• _DOCUMENT EXCERPT_
--------

Expo Center is a light rail station on the MAX Yellow Line in Portland, Oregon, United States. It is the last stop northbound on the Interstate MAX extension.

This station is a large park-and-ride station located on the grounds of the Portland Expo Center. It is set up as a modified side platform station, with the two platforms serving three tracks. The extra track allows the storage of an overflow train for events at the Expo Center. The 300 park-and-ride spaces are free for commuters arriving before 10 am on weekdays for a maximum 24 hours. At all other times, drivers must pay the Expo Center's usual $7–8 parking fee.

Although tracks and electrification end directly inside the station, it is designed to allow a future northbound extension (to Vancouver, Washington) to be easily constructed.

Both the landscaping and the artwork at the station are themed in a Japanese style. This recalls the temporary Civilian Assembly Center that existed here during the early days of World War II, which processed Japanese-Americans upon the enforcement of Executive Order 9066.

--------

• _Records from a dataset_
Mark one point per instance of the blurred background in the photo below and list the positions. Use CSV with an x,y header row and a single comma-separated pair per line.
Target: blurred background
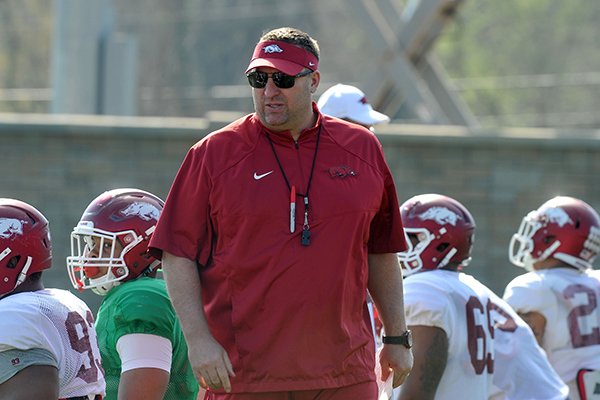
x,y
495,103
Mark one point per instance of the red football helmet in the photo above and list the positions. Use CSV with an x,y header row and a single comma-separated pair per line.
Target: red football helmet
x,y
25,245
109,245
438,230
564,228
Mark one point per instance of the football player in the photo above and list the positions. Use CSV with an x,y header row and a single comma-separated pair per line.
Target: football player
x,y
143,349
468,343
48,347
559,296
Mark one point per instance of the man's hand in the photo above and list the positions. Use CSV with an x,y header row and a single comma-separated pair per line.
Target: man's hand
x,y
398,360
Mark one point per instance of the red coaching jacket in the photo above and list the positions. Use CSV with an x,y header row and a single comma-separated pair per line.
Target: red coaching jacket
x,y
290,316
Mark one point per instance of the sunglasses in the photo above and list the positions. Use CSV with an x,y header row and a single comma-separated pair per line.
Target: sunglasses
x,y
258,79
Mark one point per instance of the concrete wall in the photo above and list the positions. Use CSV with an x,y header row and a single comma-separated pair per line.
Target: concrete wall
x,y
59,163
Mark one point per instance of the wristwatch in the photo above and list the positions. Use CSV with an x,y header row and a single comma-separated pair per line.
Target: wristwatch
x,y
405,339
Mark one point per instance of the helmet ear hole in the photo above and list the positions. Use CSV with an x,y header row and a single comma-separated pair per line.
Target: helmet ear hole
x,y
13,262
442,247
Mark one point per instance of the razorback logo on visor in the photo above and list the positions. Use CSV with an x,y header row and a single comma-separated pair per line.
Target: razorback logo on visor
x,y
441,215
143,210
10,227
342,171
558,216
272,48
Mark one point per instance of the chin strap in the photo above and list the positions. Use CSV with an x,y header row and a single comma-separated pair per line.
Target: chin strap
x,y
23,274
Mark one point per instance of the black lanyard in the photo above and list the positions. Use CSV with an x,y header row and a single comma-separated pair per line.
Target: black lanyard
x,y
305,237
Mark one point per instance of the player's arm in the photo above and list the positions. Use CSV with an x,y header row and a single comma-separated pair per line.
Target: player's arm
x,y
208,358
385,287
430,349
145,366
537,322
36,375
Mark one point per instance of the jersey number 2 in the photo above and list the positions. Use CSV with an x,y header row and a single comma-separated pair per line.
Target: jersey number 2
x,y
480,328
80,342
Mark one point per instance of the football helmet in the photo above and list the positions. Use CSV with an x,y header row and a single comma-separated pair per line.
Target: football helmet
x,y
438,230
109,245
564,228
25,245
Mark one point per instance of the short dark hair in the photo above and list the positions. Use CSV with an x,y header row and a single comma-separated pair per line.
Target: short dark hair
x,y
293,36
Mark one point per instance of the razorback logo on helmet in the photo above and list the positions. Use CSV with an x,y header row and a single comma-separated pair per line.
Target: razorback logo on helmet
x,y
10,227
272,48
143,210
591,247
441,215
558,216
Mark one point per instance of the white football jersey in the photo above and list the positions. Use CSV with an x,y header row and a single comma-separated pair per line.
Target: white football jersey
x,y
458,304
521,368
60,323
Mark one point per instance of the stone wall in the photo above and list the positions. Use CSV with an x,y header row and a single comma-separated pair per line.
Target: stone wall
x,y
59,163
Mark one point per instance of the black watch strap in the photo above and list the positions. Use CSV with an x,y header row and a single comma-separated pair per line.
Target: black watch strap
x,y
405,339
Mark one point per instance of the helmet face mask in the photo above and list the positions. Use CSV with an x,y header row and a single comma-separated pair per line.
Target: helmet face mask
x,y
25,244
439,230
98,258
563,228
109,244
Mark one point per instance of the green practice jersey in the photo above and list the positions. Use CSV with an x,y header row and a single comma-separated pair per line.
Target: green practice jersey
x,y
143,306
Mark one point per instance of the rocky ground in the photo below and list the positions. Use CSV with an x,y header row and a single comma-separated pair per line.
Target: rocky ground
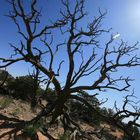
x,y
21,110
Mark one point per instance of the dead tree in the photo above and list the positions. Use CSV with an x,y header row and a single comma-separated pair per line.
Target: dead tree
x,y
99,66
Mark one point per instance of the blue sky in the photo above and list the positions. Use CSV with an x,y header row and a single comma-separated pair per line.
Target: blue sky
x,y
123,16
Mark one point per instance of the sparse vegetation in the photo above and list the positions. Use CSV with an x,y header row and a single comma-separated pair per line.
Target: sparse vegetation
x,y
5,102
68,98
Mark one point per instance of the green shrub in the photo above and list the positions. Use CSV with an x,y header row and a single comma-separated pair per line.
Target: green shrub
x,y
5,102
16,112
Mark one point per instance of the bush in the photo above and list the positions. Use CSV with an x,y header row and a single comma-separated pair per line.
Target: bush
x,y
5,102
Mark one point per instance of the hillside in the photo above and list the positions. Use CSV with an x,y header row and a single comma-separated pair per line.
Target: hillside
x,y
20,109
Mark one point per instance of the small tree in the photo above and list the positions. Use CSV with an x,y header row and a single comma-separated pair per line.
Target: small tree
x,y
78,40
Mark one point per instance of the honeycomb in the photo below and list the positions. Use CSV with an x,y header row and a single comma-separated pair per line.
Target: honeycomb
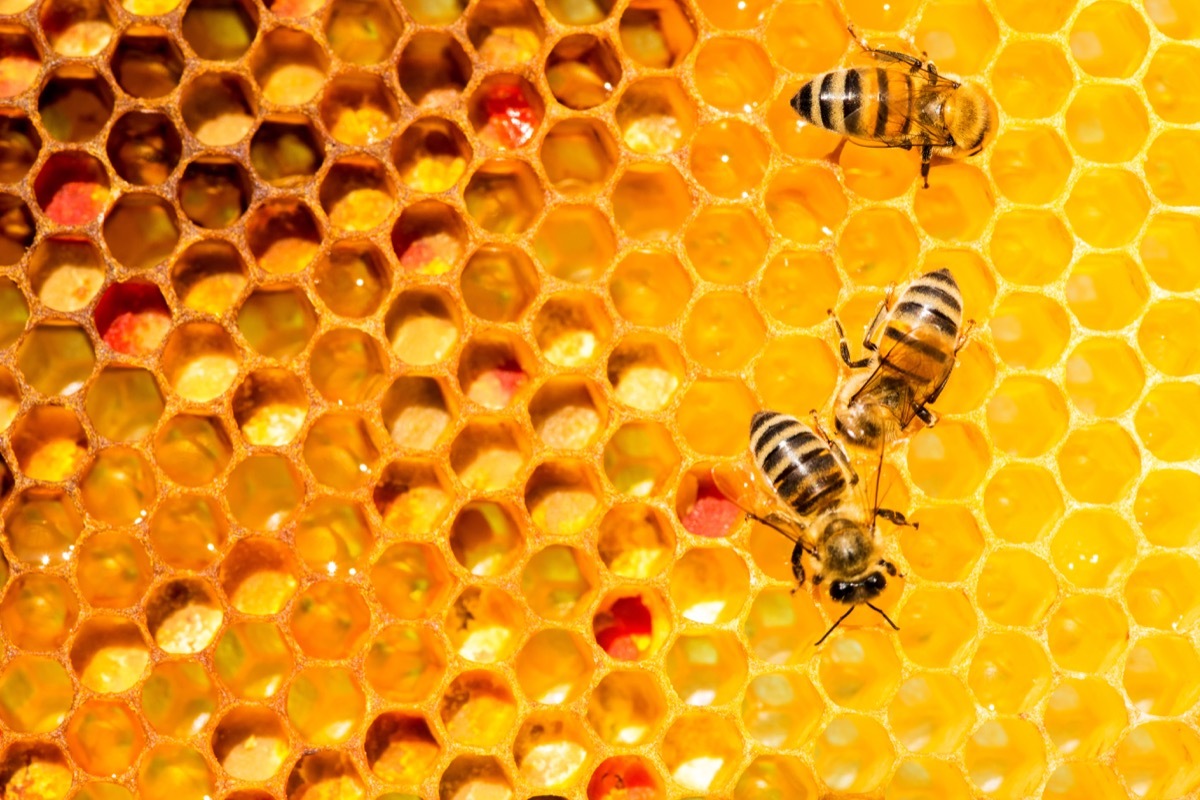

--------

• _REQUIRED TASK 1_
Switch "landscaping" to "plantings" in a passage of the Expo Center station text. Begin at the words "Both the landscaping" and stop after "Executive Order 9066.".
• _REQUIRED TASK 2_
According to the Expo Center station text, how many park-and-ride spaces does the station have?

• _COMPLETE ANSWER 1_
Both the plantings and the artwork at the station are themed in a Japanese style. This recalls the temporary Civilian Assembly Center that existed here during the early days of World War II, which processed Japanese-Americans upon the enforcement of Executive Order 9066.

• _COMPLETE ANSWER 2_
300